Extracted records

::::::::

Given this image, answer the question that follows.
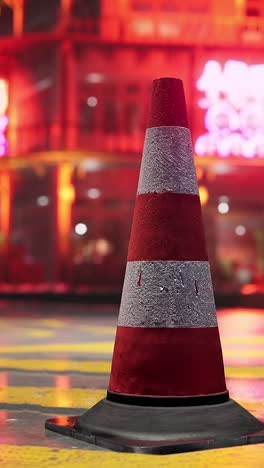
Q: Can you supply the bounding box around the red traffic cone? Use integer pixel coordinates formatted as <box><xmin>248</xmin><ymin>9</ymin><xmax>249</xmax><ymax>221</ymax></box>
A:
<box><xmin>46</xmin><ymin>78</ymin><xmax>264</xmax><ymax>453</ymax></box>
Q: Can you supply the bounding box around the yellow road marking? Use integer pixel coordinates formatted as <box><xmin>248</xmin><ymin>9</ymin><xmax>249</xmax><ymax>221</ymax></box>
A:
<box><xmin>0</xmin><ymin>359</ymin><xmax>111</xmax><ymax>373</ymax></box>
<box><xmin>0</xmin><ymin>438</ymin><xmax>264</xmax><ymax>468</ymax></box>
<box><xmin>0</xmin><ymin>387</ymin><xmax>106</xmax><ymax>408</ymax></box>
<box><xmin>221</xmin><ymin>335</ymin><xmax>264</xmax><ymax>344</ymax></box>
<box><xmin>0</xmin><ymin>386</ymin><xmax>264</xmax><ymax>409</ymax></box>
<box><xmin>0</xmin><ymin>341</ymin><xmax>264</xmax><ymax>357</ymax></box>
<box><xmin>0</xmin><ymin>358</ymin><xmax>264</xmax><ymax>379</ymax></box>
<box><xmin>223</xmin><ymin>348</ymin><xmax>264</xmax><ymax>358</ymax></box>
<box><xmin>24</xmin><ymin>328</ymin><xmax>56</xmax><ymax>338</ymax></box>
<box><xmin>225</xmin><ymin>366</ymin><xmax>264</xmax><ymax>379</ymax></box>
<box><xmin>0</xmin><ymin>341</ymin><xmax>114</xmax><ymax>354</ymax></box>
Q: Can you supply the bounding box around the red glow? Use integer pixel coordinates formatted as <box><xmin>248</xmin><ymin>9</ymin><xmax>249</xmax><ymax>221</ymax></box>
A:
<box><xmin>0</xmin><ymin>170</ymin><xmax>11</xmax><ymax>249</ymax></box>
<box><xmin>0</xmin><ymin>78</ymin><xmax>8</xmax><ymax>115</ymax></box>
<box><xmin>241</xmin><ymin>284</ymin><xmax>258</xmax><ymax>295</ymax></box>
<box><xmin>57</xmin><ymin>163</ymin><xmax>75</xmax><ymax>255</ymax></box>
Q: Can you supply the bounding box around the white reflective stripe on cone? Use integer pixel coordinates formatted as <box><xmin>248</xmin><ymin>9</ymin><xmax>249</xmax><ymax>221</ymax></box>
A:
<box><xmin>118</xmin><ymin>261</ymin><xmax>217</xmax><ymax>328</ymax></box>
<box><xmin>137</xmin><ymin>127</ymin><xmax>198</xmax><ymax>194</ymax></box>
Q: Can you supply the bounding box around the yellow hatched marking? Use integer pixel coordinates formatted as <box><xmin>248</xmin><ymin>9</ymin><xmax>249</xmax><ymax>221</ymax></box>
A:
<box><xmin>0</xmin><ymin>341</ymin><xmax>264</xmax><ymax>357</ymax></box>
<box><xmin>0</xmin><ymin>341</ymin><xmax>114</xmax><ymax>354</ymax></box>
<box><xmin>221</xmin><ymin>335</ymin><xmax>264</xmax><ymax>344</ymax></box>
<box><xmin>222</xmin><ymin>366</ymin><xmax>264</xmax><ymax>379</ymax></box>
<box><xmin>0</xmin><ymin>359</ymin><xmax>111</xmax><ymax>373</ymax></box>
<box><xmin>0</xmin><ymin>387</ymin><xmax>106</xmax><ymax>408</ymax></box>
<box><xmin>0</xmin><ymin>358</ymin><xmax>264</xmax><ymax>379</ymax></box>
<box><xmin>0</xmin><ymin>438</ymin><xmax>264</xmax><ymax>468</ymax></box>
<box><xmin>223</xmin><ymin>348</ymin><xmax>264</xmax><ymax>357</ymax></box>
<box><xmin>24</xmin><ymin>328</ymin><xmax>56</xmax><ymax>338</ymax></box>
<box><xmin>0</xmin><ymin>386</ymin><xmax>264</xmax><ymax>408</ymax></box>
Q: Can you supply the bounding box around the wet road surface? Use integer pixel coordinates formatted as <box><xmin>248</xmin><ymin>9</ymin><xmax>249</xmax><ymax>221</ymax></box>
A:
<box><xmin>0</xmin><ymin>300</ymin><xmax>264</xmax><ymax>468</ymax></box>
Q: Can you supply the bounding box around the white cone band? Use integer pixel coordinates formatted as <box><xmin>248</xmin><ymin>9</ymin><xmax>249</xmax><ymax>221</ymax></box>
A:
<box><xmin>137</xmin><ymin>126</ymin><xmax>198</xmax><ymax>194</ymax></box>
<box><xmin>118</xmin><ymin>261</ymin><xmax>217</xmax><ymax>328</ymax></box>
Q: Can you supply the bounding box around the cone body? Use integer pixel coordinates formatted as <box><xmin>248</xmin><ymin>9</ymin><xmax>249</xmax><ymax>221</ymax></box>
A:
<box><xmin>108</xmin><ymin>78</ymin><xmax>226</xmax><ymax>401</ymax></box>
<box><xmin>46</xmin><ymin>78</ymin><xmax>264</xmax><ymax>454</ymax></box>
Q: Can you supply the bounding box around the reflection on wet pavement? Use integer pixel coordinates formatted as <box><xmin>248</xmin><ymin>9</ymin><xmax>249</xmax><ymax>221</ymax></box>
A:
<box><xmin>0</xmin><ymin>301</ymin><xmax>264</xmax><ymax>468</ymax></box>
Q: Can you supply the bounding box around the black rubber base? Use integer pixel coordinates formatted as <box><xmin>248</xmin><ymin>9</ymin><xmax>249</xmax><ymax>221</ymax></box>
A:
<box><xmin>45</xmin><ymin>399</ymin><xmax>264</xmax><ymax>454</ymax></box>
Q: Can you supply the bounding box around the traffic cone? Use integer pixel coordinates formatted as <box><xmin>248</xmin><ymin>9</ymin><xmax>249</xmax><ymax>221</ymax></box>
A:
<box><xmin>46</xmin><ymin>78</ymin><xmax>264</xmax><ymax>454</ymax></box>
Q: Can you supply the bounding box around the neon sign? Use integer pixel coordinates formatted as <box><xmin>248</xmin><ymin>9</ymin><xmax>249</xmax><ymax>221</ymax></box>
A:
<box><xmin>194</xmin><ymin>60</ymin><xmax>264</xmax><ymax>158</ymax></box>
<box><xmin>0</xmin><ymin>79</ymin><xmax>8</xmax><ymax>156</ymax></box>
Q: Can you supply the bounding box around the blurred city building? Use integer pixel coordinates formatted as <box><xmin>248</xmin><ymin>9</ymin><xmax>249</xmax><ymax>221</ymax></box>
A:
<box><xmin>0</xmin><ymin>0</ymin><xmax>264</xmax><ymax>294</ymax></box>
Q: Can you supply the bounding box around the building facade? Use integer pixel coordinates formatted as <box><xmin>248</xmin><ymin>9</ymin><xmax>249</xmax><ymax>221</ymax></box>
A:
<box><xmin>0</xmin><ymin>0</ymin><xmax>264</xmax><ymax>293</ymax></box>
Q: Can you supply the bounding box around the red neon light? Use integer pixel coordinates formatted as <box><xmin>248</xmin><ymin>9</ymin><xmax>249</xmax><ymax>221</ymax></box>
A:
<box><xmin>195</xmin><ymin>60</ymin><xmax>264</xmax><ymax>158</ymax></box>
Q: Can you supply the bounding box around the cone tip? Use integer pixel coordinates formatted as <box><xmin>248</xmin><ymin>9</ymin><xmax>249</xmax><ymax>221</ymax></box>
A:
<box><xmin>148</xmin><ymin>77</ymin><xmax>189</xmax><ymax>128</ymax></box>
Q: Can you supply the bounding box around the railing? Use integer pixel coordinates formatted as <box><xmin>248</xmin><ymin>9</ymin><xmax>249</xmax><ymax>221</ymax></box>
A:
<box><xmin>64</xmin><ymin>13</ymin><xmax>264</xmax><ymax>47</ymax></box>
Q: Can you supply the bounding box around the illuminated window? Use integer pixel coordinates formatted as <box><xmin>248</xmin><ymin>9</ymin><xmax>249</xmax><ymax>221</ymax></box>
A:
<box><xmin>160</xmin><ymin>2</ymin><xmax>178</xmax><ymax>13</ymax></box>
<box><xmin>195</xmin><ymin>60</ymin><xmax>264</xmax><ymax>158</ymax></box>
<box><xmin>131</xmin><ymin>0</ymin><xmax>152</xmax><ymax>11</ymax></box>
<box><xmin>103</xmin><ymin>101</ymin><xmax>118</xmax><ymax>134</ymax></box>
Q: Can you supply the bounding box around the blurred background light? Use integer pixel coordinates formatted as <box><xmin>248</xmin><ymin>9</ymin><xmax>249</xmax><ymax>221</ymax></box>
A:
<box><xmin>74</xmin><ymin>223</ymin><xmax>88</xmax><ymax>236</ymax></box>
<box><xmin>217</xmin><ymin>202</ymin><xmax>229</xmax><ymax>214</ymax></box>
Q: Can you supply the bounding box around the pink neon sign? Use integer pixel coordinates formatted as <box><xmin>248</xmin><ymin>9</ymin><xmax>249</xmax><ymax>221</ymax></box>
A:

::::::::

■ YOUR OBJECTIVE:
Rewrite the stretch from the line containing "Q: Can you supply the bounding box around the pink" through the end of the lines, putting "purple neon sign" in place of "pink neon sign" and changing nothing else. Give only that stretch.

■ EXPECTED OUTPUT:
Q: Can you supply the bounding box around the purple neon sign? Use integer pixel coordinates formatted as <box><xmin>248</xmin><ymin>9</ymin><xmax>249</xmax><ymax>221</ymax></box>
A:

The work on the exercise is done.